* Stated task
Every line from the line containing "point: coral reef" through the final line below is to be repeated exactly; no other line is.

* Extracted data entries
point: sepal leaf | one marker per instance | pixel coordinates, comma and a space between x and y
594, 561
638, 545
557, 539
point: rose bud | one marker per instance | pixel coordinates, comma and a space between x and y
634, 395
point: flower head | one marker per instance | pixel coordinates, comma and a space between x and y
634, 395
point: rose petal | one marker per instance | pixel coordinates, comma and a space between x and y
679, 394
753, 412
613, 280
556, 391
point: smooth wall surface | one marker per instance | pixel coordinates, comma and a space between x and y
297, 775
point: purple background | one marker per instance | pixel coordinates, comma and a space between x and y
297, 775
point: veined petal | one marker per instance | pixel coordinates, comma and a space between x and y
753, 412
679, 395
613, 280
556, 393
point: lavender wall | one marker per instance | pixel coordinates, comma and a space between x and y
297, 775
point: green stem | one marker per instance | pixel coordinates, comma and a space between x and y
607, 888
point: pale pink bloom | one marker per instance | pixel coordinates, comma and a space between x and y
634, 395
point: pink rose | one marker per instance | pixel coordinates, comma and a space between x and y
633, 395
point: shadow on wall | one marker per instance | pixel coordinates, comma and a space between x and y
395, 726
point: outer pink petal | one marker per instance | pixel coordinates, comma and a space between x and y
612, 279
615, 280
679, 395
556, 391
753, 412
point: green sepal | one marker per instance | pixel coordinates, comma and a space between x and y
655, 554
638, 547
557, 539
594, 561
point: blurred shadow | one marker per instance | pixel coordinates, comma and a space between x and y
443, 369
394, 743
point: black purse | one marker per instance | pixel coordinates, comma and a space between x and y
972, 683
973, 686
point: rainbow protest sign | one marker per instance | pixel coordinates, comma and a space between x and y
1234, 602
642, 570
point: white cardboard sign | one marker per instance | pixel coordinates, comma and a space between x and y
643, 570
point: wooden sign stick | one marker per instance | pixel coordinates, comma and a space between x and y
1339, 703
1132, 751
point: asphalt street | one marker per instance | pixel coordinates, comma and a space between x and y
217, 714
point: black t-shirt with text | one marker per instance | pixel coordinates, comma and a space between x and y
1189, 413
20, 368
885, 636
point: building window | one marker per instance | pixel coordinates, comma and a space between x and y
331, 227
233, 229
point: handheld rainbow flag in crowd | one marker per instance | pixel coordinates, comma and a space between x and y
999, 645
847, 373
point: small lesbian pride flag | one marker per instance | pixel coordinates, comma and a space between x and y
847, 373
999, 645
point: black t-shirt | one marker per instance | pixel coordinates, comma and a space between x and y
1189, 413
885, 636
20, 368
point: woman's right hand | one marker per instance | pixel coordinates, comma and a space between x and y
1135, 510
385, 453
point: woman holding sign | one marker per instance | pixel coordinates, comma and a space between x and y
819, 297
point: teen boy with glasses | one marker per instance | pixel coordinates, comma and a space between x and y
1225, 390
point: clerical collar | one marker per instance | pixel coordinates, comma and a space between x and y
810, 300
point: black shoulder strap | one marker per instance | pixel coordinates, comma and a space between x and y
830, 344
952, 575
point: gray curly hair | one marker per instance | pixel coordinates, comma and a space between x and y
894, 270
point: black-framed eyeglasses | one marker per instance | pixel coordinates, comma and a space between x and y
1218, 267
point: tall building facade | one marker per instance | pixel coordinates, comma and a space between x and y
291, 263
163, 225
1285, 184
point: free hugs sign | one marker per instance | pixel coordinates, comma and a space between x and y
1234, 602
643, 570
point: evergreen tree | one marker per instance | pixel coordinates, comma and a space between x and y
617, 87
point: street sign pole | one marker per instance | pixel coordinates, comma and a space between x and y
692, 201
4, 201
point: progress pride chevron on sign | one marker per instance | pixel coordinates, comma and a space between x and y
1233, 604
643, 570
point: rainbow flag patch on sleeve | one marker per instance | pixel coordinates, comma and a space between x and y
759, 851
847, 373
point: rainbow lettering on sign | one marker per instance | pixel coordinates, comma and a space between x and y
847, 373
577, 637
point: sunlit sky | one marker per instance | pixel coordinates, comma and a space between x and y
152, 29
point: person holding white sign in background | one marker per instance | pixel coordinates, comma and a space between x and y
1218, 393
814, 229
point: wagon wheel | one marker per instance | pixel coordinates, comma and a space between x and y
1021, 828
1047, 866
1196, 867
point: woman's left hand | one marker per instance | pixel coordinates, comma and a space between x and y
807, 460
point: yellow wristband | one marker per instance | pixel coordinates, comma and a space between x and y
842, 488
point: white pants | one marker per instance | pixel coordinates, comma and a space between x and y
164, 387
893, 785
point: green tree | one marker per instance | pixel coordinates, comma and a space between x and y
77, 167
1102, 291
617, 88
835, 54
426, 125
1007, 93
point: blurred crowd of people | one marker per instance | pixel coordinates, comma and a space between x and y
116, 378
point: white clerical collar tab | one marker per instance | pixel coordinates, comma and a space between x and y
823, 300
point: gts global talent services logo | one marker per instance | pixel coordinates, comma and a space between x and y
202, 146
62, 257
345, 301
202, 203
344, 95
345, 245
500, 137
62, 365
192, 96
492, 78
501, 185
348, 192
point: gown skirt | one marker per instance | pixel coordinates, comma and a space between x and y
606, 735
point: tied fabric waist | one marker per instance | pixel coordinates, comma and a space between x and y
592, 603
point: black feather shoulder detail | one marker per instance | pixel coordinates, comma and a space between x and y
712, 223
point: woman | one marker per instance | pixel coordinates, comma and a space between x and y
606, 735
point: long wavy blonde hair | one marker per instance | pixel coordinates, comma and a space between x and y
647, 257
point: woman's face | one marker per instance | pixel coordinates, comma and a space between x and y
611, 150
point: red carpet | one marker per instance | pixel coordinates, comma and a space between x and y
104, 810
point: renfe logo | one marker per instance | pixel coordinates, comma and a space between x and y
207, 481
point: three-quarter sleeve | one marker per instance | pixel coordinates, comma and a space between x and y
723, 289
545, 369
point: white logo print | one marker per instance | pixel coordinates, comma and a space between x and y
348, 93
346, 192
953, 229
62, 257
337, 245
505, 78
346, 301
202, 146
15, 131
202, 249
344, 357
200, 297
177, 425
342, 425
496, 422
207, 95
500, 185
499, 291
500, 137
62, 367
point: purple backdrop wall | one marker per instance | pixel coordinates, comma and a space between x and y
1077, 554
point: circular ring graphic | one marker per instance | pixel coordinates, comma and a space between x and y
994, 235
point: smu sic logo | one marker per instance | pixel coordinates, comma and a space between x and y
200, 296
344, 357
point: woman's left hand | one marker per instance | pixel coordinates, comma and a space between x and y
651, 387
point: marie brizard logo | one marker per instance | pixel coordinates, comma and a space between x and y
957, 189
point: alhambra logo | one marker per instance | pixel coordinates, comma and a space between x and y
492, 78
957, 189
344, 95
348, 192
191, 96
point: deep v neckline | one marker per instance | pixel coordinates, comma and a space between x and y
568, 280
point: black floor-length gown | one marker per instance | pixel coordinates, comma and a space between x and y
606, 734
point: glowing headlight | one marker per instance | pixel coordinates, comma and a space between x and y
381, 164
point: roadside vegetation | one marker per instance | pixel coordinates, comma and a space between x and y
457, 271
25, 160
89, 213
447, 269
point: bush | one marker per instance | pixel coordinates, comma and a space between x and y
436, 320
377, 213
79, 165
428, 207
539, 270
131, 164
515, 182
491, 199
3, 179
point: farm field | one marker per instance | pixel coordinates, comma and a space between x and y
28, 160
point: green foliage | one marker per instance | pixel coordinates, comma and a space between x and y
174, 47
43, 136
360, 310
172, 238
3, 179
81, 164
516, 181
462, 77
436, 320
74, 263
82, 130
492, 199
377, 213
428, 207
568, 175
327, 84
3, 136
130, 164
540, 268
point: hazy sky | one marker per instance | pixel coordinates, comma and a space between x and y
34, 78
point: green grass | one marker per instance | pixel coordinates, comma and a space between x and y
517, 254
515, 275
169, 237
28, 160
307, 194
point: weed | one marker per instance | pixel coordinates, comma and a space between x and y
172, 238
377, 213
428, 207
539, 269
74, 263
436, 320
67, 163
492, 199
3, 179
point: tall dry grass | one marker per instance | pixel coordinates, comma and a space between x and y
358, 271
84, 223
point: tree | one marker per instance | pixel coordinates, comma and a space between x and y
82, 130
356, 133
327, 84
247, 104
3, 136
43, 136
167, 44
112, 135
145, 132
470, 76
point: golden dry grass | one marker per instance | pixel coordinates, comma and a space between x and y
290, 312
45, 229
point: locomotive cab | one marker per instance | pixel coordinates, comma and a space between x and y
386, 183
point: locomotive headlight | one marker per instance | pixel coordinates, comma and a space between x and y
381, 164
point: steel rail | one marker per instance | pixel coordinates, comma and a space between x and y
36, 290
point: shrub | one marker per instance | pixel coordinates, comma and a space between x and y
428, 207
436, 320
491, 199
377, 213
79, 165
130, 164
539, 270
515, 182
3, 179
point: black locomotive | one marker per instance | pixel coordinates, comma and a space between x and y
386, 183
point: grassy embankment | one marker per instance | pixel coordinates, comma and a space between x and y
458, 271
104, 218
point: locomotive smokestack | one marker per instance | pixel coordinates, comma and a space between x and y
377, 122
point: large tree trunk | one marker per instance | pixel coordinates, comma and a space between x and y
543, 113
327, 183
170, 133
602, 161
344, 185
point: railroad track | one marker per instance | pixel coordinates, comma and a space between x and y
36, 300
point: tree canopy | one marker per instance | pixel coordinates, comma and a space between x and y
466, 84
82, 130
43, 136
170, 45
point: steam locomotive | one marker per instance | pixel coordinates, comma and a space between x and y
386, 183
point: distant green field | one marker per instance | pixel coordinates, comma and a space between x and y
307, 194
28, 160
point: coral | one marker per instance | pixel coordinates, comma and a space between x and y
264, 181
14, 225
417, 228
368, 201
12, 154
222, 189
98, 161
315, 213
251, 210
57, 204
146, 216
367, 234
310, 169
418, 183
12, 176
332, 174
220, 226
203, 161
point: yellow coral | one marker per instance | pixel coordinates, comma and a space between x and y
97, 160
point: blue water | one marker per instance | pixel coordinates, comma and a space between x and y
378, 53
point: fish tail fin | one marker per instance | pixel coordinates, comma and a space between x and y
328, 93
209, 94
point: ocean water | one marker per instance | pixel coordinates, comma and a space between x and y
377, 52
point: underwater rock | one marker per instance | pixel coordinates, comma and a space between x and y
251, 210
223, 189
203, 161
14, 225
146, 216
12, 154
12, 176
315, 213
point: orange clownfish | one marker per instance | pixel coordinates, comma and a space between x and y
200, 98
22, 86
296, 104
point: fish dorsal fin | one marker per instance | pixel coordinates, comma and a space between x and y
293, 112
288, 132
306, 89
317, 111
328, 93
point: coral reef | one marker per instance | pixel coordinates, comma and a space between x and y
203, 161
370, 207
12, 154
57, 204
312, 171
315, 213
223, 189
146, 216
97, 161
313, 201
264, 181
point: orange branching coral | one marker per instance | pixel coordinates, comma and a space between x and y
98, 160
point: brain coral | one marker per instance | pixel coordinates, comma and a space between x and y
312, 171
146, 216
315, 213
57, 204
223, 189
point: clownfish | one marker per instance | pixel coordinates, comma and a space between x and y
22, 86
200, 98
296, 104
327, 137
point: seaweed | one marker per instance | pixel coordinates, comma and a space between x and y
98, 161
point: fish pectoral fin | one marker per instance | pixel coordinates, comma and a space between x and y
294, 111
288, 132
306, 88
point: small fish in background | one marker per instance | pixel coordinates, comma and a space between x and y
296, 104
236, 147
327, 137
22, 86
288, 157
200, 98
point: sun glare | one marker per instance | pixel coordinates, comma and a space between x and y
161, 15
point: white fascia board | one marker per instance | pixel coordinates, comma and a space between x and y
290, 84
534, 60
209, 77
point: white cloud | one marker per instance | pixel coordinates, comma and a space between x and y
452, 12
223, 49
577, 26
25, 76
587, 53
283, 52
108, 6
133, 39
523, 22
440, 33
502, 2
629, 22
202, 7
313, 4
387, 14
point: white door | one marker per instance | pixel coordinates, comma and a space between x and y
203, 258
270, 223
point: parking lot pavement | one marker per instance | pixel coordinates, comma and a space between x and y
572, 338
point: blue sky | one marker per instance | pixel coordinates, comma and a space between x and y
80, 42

* Expected output
point: coral reef | one marker per instance | pixel coordinates, comma and a space between x and y
203, 161
370, 207
12, 154
57, 204
312, 171
315, 213
223, 189
146, 216
97, 161
313, 201
264, 181
point: orange branching coral | one marker per instance | pixel coordinates, comma and a space between x and y
98, 160
point: brain coral | one marker per instance | pixel coordinates, comma and a space between x and y
312, 171
146, 216
315, 213
57, 204
223, 189
point: clownfish | one marker per instance | pixel coordinates, comma and a space between x and y
22, 86
200, 98
296, 104
327, 137
point: seaweed | one marker per instance | pixel coordinates, comma and a space between x and y
98, 161
point: fish pectoral fin | one marker per instance | pixel coordinates, comma and a space between x and y
294, 111
288, 132
306, 88
point: small fish in background | one marker per instance | pixel coordinates, comma and a space between x and y
296, 104
236, 147
327, 137
22, 86
288, 157
200, 98
point: sun glare | one marker per instance | pixel coordinates, comma and a space between x and y
161, 15
point: white fascia board | one marker per instance | pixel coordinates, comma and a space between x and y
290, 84
534, 60
209, 77
point: white cloud | one marker per instance | pixel coordinates, comma and a space between x and y
452, 12
223, 49
577, 26
25, 76
587, 53
283, 52
108, 6
133, 39
523, 22
440, 33
502, 2
629, 22
202, 7
313, 4
387, 14
point: white door | one marker per instance | pixel coordinates, comma and a space between x and y
203, 258
270, 223
point: parking lot pavement | one marker per instance | pixel coordinates, comma and a space between x and y
572, 338
point: blue sky | one marker per instance | pixel coordinates, comma and a space between x and y
80, 42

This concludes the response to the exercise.